Task details
A bare number is the expected answer: the count of lines in the records that contain the word "meatball".

"""

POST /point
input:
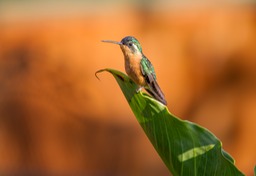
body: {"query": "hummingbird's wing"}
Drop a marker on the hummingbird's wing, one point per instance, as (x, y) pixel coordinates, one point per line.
(152, 87)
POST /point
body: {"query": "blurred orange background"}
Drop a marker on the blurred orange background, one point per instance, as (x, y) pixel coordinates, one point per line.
(56, 118)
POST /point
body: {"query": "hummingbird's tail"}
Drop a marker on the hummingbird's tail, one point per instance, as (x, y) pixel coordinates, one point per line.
(154, 90)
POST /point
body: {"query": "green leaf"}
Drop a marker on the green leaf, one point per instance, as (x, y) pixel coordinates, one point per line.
(186, 148)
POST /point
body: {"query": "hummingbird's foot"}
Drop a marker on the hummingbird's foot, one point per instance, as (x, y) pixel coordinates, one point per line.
(138, 89)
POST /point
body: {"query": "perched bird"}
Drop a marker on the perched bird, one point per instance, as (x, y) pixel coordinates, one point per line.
(139, 68)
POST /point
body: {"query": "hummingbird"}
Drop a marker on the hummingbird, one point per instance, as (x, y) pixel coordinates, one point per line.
(139, 68)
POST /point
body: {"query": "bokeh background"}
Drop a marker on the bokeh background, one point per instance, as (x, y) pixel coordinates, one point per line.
(56, 118)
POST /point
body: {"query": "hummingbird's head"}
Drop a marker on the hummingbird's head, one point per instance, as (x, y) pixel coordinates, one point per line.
(129, 45)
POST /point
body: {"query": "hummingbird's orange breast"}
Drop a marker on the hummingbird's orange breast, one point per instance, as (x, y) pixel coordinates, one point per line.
(133, 69)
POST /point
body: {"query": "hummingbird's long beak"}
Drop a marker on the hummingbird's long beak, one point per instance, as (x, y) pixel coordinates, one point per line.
(111, 41)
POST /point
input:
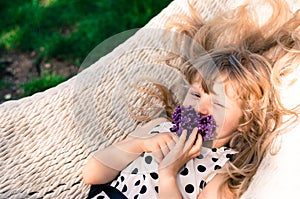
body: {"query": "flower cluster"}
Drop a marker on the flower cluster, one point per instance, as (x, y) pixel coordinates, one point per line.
(187, 118)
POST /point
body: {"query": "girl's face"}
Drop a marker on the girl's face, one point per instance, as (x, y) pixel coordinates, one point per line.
(223, 106)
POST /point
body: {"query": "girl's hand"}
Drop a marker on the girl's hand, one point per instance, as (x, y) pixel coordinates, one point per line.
(159, 144)
(183, 151)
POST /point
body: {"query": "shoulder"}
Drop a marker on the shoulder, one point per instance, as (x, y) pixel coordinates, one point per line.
(211, 189)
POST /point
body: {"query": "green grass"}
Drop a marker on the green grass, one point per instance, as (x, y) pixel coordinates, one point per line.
(69, 29)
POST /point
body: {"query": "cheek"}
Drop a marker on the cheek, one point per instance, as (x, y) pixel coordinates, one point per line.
(190, 101)
(227, 123)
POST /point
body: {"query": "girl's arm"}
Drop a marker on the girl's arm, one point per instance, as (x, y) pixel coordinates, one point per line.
(211, 190)
(107, 163)
(183, 151)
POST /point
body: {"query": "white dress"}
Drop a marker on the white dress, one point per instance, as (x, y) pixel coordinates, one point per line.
(140, 178)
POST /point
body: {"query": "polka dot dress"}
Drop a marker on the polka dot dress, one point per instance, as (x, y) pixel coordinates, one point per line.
(140, 178)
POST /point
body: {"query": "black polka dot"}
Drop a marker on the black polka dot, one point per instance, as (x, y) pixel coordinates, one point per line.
(172, 130)
(217, 167)
(135, 171)
(201, 168)
(148, 159)
(229, 156)
(124, 188)
(137, 183)
(184, 172)
(156, 189)
(154, 175)
(189, 188)
(202, 184)
(143, 189)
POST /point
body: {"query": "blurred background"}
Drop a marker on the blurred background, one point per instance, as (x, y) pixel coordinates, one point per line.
(44, 42)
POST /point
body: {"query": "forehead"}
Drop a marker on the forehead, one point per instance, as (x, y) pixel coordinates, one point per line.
(221, 87)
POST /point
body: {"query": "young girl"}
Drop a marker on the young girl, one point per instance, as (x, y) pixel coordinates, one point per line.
(232, 85)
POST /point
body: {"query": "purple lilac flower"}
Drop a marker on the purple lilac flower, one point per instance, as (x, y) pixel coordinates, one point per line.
(187, 118)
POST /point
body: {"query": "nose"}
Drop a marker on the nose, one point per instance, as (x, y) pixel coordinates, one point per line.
(204, 105)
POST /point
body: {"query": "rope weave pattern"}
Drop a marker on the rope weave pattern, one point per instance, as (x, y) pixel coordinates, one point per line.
(47, 138)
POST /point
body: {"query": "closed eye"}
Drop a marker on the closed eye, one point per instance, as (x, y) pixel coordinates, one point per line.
(195, 94)
(219, 104)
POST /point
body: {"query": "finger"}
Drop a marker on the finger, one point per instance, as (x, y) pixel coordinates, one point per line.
(165, 149)
(173, 142)
(191, 139)
(158, 155)
(196, 148)
(182, 139)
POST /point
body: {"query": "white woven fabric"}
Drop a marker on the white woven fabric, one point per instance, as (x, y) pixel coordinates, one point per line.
(47, 138)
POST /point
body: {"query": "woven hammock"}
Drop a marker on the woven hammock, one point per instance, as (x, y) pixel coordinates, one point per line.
(47, 138)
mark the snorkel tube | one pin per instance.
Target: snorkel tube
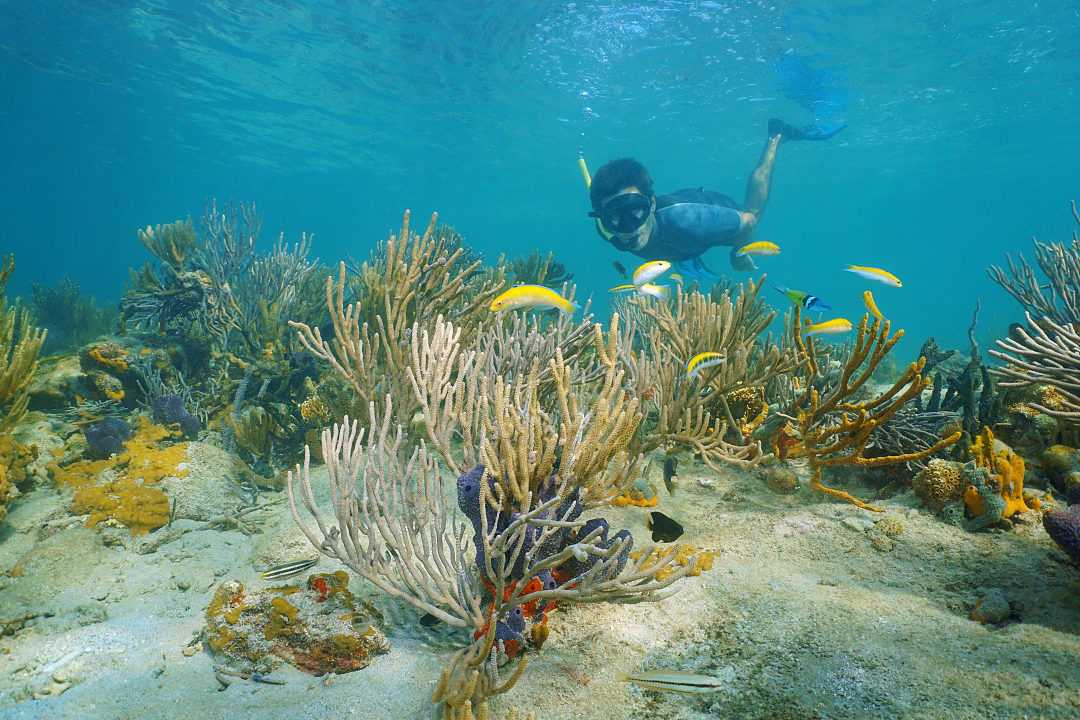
(589, 184)
(584, 171)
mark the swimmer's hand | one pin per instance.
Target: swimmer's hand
(746, 222)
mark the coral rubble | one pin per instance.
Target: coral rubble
(316, 627)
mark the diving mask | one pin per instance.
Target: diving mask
(624, 214)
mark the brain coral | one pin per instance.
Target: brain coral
(939, 484)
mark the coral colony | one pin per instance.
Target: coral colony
(472, 458)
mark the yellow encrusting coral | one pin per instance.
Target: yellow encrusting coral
(834, 428)
(126, 494)
(682, 555)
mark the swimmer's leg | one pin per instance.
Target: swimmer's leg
(760, 179)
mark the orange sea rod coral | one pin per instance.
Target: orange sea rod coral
(1007, 477)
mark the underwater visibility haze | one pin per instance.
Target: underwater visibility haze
(562, 360)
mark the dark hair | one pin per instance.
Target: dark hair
(619, 175)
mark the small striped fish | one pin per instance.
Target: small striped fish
(676, 681)
(760, 247)
(649, 271)
(702, 361)
(875, 274)
(288, 569)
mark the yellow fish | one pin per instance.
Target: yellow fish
(868, 300)
(649, 271)
(760, 247)
(835, 326)
(875, 274)
(531, 296)
(702, 361)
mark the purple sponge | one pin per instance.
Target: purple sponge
(1063, 526)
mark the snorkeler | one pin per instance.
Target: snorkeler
(679, 227)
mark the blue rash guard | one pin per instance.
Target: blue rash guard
(689, 222)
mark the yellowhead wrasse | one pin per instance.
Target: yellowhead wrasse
(759, 247)
(676, 681)
(702, 361)
(868, 300)
(876, 274)
(835, 326)
(649, 271)
(288, 569)
(531, 296)
(651, 289)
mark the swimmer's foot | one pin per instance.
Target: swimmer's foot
(786, 132)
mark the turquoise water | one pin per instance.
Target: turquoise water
(333, 118)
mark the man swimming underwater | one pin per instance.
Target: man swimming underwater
(679, 227)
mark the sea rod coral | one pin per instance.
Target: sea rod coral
(526, 476)
(409, 277)
(715, 413)
(19, 344)
(835, 428)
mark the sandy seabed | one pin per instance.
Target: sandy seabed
(810, 611)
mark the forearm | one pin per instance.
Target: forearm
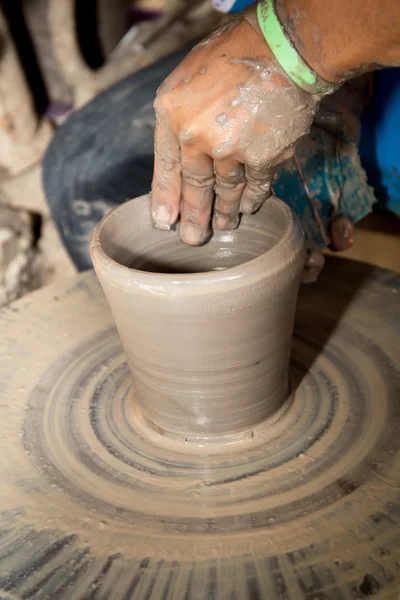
(342, 38)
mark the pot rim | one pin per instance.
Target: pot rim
(293, 237)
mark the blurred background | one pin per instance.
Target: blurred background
(55, 56)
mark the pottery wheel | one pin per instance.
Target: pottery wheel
(95, 505)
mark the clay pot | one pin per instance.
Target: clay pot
(206, 330)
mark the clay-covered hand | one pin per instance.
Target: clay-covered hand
(225, 118)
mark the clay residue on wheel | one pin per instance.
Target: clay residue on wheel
(311, 503)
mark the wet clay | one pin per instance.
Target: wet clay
(206, 330)
(96, 504)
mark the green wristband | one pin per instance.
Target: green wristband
(286, 54)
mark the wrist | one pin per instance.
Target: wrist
(342, 38)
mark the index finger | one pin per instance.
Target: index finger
(166, 185)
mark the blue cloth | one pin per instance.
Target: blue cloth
(380, 134)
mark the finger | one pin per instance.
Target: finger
(342, 233)
(313, 266)
(257, 190)
(166, 185)
(229, 185)
(197, 196)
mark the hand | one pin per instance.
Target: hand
(225, 117)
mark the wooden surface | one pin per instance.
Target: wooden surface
(377, 242)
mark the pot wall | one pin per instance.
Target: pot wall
(208, 352)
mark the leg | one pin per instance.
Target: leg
(102, 156)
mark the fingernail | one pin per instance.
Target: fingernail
(162, 217)
(193, 235)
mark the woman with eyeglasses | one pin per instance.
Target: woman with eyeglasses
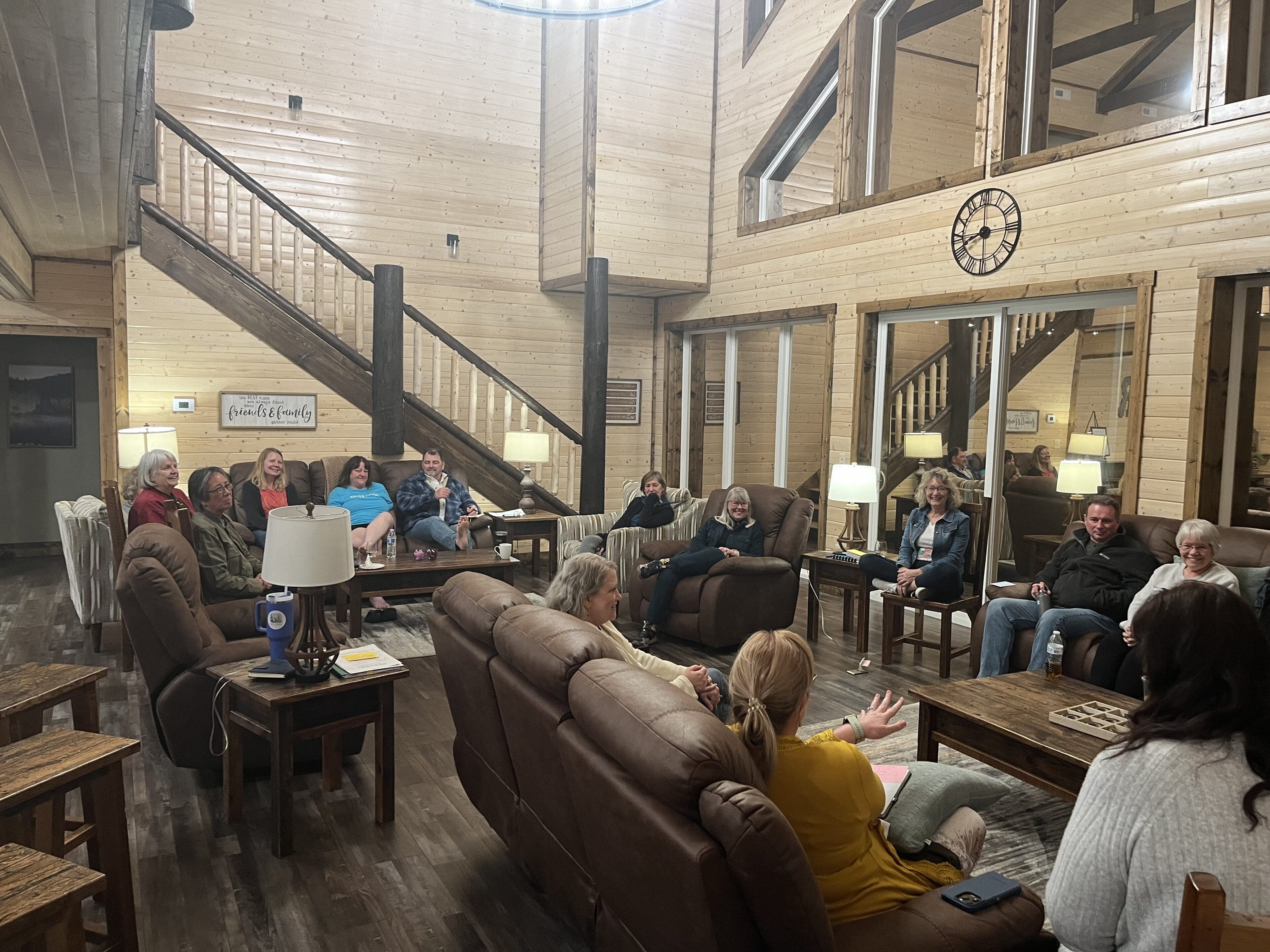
(225, 564)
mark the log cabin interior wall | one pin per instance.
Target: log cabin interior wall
(392, 151)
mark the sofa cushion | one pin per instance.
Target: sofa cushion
(667, 740)
(548, 647)
(934, 793)
(476, 602)
(770, 867)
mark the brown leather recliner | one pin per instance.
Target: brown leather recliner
(392, 474)
(177, 639)
(1036, 508)
(738, 596)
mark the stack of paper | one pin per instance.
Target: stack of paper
(364, 660)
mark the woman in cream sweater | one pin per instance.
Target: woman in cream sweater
(587, 588)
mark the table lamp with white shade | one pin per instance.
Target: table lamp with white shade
(528, 447)
(309, 547)
(853, 484)
(1087, 445)
(1079, 478)
(922, 447)
(136, 442)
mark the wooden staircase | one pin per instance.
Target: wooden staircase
(215, 246)
(919, 402)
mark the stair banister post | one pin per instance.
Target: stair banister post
(388, 420)
(595, 386)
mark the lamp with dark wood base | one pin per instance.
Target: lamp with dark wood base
(313, 651)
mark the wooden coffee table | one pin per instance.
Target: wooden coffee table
(1005, 723)
(405, 577)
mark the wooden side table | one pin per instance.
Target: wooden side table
(824, 571)
(40, 899)
(37, 774)
(536, 527)
(271, 710)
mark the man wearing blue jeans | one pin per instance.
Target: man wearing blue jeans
(436, 507)
(1091, 580)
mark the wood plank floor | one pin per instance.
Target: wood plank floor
(436, 879)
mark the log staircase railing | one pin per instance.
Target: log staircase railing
(278, 247)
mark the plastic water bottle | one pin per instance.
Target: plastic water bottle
(1055, 657)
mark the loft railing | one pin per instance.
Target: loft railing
(262, 234)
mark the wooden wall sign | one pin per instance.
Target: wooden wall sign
(296, 412)
(1023, 420)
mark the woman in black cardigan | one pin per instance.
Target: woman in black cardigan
(648, 512)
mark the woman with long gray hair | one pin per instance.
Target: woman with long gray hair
(587, 588)
(158, 475)
(731, 535)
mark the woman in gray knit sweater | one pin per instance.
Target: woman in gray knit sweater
(1188, 790)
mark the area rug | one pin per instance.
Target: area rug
(405, 638)
(1025, 827)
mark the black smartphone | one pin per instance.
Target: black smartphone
(981, 893)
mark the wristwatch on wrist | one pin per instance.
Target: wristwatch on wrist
(854, 720)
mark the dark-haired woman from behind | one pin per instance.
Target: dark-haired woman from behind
(1187, 790)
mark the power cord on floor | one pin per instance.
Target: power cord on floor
(216, 720)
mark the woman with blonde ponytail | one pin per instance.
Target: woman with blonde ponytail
(826, 786)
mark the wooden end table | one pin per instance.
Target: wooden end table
(269, 709)
(824, 571)
(405, 577)
(536, 527)
(1005, 723)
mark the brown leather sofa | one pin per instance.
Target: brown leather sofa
(1034, 508)
(1239, 547)
(177, 639)
(313, 484)
(738, 596)
(641, 815)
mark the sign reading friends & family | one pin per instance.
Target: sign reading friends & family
(269, 411)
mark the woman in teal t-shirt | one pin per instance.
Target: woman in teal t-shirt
(370, 508)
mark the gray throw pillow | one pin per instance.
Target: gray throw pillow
(933, 795)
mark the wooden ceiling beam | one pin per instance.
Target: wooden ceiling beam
(1104, 41)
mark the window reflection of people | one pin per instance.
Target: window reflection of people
(1040, 464)
(933, 550)
(1118, 663)
(647, 512)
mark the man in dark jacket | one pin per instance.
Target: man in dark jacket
(436, 507)
(732, 535)
(1090, 582)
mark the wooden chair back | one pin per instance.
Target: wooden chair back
(115, 515)
(178, 518)
(1206, 926)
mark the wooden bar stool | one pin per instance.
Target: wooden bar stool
(40, 899)
(36, 774)
(28, 691)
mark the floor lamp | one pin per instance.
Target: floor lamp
(1080, 479)
(853, 484)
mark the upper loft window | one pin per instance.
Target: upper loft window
(793, 171)
(919, 86)
(759, 17)
(1082, 70)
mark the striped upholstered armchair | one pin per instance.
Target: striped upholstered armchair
(624, 545)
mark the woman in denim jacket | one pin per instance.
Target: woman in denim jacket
(933, 551)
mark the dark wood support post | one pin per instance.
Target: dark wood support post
(388, 420)
(595, 386)
(960, 375)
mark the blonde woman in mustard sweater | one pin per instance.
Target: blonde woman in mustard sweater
(826, 786)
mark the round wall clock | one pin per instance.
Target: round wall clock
(986, 231)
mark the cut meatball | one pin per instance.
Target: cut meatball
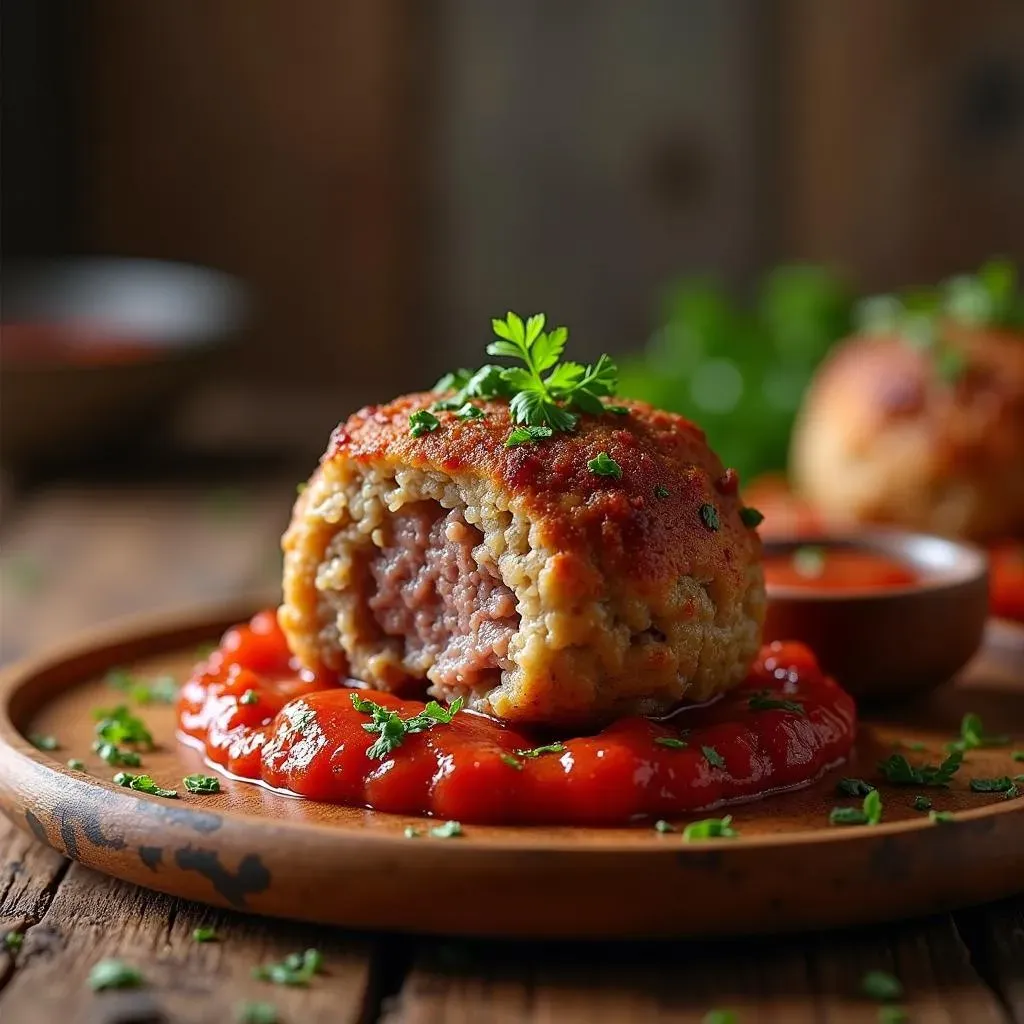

"""

Solution to this problem
2